REQUIRED WORK:
1. For each statement below, say whether it agrees with the recipe, answering yes or no and quoting the words from the recipe that decide it: (a) the oven is preheated to 375 degrees; (b) the vegetables bake for 30 minutes; (c) bread crumbs can take the place of the cheese as a topping.
2. Transcribe the stretch of the recipe from "Happy Thursday!  Since" through "bite sized pieces)" without changing a word.
3. How much cooked couscous does the recipe call for?

DOCUMENT:
---*---

Happy Thursday!  Since I have been eating vegetarian I've been trying new recipes.  This is a new one that I have never tried and it was so delicious even one of my best friends loved it!  I make a lot of roasted veggies through out the week that I can use them in different recipes...use as much or as little ingredients depending on the amount of food you are making.  If you have left overs use them the next day!  Here's the how to...



  • about 2 Tablespoons of Extra Virgin Olive Oil or Canola Oil
  • Asparagus (chopped into bite sized pieces)
  • Bell Peppers (Red, Orange, Yellow-chopped)
  • Mushrooms (Baby Portabella-chopped)
  • about 1/2 Cup of Shredded Cheese (use vegan or skimmed mozzarella for healthier versions-or you can top with bread crumbs instead of cheese)
  • about 1 cup of cooked Couscous (cook per packaged directions)
  • Regular Red Bell Peppers (halved length wise with stem, ribs & seeds removed
  • Kosher Salt (to taste)
  • Freshly Ground Pepper (to taste)

Preheat oven to 375 degrees.  On a cookie sheet place chopped asparagus, bell peppers & mushrooms.  Sprinkle with about 1-2 tablespoons of extra virgin olive oil or canola oil, sprinkle with kosher salt and freshly ground pepper.  Toss to coat all veggies.  Spread on cookie sheet evenly and bake for 15-20 mins tossing once half way through.

---*---

DATA SECTION:
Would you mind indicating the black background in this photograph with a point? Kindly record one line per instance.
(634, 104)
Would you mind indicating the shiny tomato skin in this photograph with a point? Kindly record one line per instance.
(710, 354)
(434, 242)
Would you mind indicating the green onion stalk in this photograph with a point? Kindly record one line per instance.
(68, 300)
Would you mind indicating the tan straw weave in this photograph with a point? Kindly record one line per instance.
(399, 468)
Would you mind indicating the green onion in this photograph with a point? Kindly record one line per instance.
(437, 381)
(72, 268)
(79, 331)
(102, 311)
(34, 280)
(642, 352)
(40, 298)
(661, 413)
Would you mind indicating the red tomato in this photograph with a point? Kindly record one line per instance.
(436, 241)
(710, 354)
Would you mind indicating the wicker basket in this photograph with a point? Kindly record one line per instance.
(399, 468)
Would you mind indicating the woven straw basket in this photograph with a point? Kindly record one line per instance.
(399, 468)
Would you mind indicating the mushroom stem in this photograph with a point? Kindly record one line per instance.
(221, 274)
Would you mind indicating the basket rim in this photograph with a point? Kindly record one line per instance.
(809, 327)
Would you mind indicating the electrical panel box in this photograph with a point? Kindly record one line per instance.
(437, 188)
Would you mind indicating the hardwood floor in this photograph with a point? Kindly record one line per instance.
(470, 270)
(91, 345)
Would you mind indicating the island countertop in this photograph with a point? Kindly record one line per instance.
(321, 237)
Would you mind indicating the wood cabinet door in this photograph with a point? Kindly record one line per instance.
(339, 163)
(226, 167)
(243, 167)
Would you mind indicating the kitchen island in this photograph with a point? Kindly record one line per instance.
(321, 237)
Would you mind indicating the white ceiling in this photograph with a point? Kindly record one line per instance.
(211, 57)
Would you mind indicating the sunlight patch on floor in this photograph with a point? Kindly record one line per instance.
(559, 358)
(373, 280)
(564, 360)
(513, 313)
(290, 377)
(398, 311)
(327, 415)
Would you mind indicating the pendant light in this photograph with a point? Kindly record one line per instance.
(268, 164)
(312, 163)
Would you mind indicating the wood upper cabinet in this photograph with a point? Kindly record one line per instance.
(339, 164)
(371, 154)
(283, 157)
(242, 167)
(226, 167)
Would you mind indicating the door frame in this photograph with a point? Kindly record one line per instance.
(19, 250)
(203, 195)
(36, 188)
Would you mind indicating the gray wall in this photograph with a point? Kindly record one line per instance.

---*---

EXERCISE SOLUTIONS:
1.
(a) Yes: "Preheat oven to 375 degrees."
(b) No: "bake for 15-20 mins tossing once half way through"
(c) Yes: "or you can top with bread crumbs instead of cheese"

2.
Happy Thursday!  Since I have been eating vegetarian I've been trying new recipes.  This is a new one that I have never tried and it was so delicious even one of my best friends loved it!  I make a lot of roasted veggies through out the week that I can use them in different recipes...use as much or as little ingredients depending on the amount of food you are making.  If you have left overs use them the next day!  Here's the how to...



  • about 2 Tablespoons of Extra Virgin Olive Oil or Canola Oil
  • Asparagus (chopped into bite sized pieces)

3. About 1 cup.